Update 26 July – Now with VoIP
The Genius device arrived a couple of days ago, and now the VoIP has been enabled. I was a naughty boy and plugged the device in before I was told to, but it worked perfectly. Obviously the DECT phone on the device had no dialtone, but otherwise all good. It is incredibly configurable, so I had no problems setting it up with my normal WiFi SID, security, and port forwarding settings. Incredibly, the device is syncing faster than any ADSL device I’ve had on this line. Previously I would max out at about 4000kbps, but the Genius regularly syncs up at 4300+
How good is the VoIP? Bloody good. I made a couple of inbound calls today, answered by my wife, who commented on how clear they were. This is probably mostly to do with the new DECT handset, but it’s probably partly to do with the whole digital thing too – we’re a long way from the exchange, so analog calls are not perfect.
The one thing I was sceptical about was QoS. How can this system possibly place a call while I’m downloading a, errr, Linux ISO at full speed? Short answer: it just does. I noticed a definite dip in throughput when I placed a call, but it bounced right back up again after I hung up. It seems quite frugal too, based on the completely crap and inaccurate graph at right, I’m guessing about 60kbBs is assigned to voice (well, probably 64 to be exact), but even that seems to be freed up a bit during silence and one-way talking.
Lastly, the voicemail system is awesome. While out shopping today I got an email on my smartphone, which contained a 400kB wav file (yeah, eww), which was a 41 second voicemail message left by my mum. I was able to listen to the voicemail on my smartphone with no problem at all. One teeny tiny problem that I need to call Orcon about: our voicemail PIN seems to not be working, so I can’t clear the voicemail at home. No dramas, because I’ve already listened to it.

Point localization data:
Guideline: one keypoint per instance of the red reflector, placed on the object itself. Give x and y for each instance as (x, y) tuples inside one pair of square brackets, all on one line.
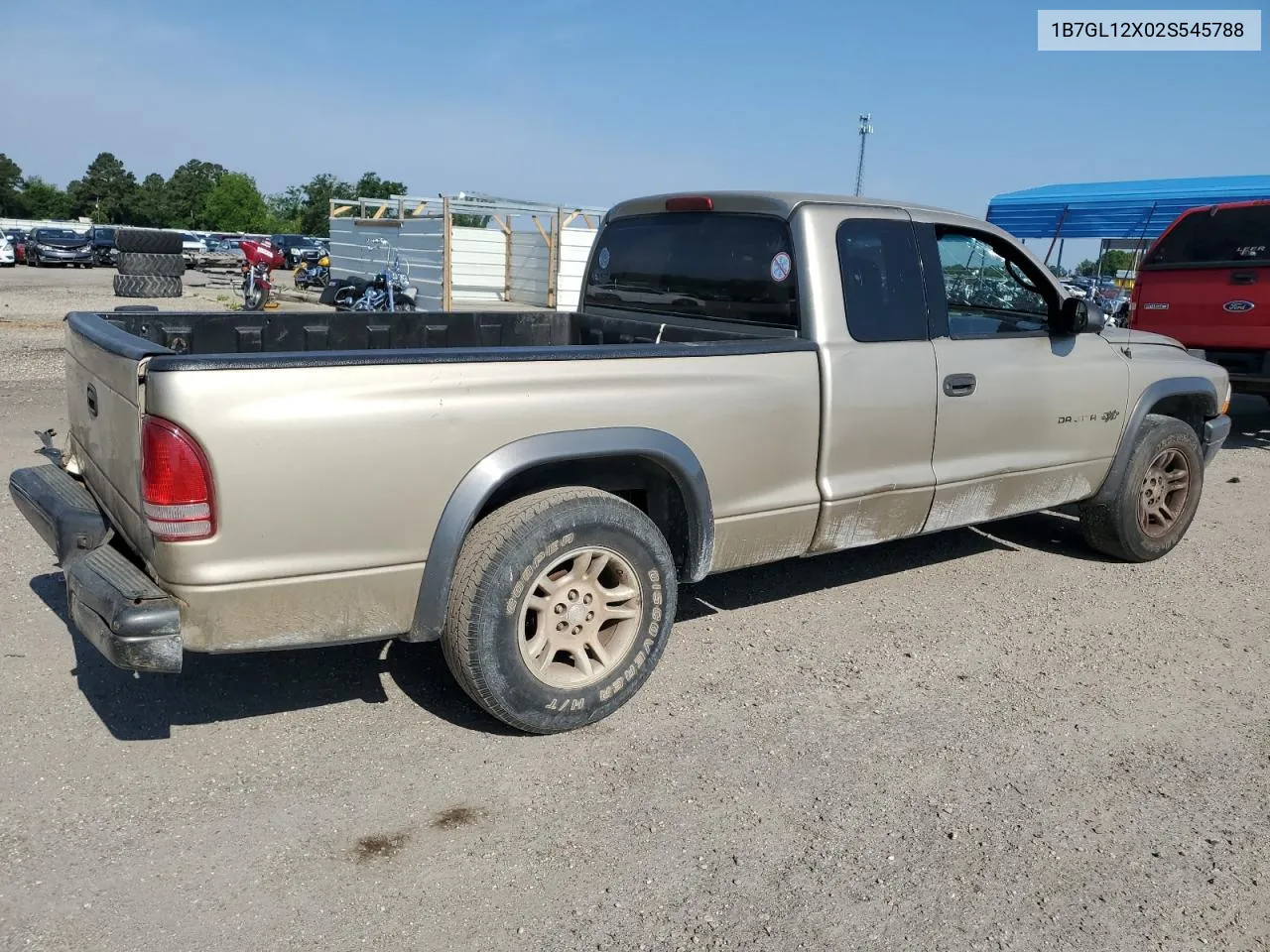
[(176, 483), (690, 203)]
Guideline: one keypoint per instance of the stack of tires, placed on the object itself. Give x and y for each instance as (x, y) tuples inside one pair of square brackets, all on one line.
[(150, 263)]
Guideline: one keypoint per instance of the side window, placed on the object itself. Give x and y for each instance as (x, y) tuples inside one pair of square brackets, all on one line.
[(988, 293), (881, 281)]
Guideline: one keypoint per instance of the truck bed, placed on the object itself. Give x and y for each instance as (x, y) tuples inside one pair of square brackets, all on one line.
[(287, 338)]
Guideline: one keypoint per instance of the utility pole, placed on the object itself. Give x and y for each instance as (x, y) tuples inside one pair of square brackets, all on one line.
[(865, 128)]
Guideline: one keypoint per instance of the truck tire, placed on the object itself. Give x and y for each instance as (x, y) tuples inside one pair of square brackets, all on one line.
[(146, 286), (154, 264), (1150, 509), (155, 241), (561, 607)]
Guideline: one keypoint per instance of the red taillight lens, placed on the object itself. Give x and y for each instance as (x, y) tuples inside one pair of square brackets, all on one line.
[(690, 203), (176, 483)]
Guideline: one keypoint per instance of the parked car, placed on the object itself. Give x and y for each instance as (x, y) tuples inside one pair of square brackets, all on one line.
[(296, 248), (53, 245), (104, 252), (18, 240), (751, 377), (1206, 281), (191, 245)]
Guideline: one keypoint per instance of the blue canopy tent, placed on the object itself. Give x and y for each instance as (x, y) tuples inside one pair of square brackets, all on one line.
[(1128, 211)]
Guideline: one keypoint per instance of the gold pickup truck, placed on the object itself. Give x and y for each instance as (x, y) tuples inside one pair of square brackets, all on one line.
[(751, 377)]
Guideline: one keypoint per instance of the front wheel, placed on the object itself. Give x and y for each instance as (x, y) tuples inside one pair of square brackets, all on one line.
[(1147, 512), (254, 298), (561, 608)]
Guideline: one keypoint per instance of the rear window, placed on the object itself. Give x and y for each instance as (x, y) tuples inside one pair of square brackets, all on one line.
[(717, 266), (1230, 238)]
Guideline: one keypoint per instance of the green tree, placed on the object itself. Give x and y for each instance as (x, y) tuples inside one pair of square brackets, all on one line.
[(10, 185), (235, 204), (316, 211), (105, 193), (371, 185), (285, 211), (150, 204), (42, 199), (187, 193)]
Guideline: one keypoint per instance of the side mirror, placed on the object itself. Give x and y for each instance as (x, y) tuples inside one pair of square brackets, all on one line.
[(1072, 317)]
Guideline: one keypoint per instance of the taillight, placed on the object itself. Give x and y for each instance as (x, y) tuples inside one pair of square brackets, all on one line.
[(176, 483)]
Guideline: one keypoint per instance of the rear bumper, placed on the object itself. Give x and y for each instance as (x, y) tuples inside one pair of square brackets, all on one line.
[(1215, 431), (116, 606)]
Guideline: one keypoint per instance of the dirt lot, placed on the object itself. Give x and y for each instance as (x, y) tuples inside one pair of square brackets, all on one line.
[(975, 740), (42, 295)]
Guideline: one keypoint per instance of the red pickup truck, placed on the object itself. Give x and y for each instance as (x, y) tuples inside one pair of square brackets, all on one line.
[(1206, 282)]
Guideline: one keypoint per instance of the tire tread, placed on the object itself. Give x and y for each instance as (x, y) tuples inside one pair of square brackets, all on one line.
[(146, 263), (483, 543), (146, 286), (149, 241)]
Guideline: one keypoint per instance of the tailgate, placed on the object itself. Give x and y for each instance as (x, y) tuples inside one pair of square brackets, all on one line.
[(1211, 308), (103, 395)]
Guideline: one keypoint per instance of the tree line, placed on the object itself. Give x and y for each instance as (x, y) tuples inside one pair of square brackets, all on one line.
[(197, 195)]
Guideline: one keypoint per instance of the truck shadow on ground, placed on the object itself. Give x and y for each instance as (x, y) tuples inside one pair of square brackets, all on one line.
[(1250, 424), (229, 687)]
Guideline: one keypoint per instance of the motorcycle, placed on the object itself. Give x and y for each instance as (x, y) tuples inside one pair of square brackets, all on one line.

◆ Instructions
(1) Decide whether each statement agrees with the VoIP update post, answering yes or no and quoting the deciding words: (a) The writer plugged in the Genius device before being told to. (b) The voicemail from the writer's mum lasted more than a minute. (c) The DECT phone on the device had a dialtone at first.
(2) Render this sentence from the VoIP update post in Spanish: "I was able to listen to the voicemail on my smartphone with no problem at all."
(3) Carry on the VoIP update post from the point where it ends.

◆ Set of answers
(1)
(a) Yes: "I was a naughty boy and plugged the device in before I was told to"
(b) No: "which was a 41 second voicemail message left by my mum"
(c) No: "Obviously the DECT phone on the device had no dialtone"

(2) Pude escuchar el mensaje de voz en mi smartphone sin ningún problema.

(3)
Update 5 August – A week (and a bit) of it
We’ve been rocking the Genius for more than a week now, and it has been unremarkable. This is a Good Thing. We’ve had no issues with data or calls, no missed messages, and no quality problems. Just nothing at all. It’s hard to convey how insanely great it is for a brand new service to have nothing at all go wrong with it.
In the comments below there’s one person who had their phone cut off before Genius was online. This completely sucks but is to be expected. ISP changes and modifications in New Zealand are horrendously bad. Moving house, or moving from one ISP to another almost guarantees you one or more days of missing or incomplete service. One can only hope with an independent Chorus this situation will improve.
Q: can I use my existing SIP device in place of the Genius?
A: No. Orcon say the Genius’ SIP settings are configured from their end, and using the Genius guarantees all the right QoS settings and compatibility. Unofficial: I’m sure someone will discover the right settings soon so we can use our own gear. Update 21/7: new semi-official answer: “I guess you *can* use your own device – but it’s not something we support.”
Q: Can I just use the naked DSL bit and connect to my choice of SIP provider, and/or Skype?
A: Yes, but you can’t connect the Genius device to your own VoIP provider (again, guessing because the settings are managed by Orcon). The VoIP service is bundled in the Genius pricing so you can’t opt out, but there’s nothing stopping you using your own service with your own device. Quote “it’s just an internet connection”
Q: If the device is configured by Orcon, do I have control over common router settings like WiFi SID and port forwarding?
A: Yes, apparently. I’ll do some testing on this when I get the device, but I’m guessing it’s really only the firmware, SIP stuff and account settings that Orcon are managing. I’m told everything else is completely configurable.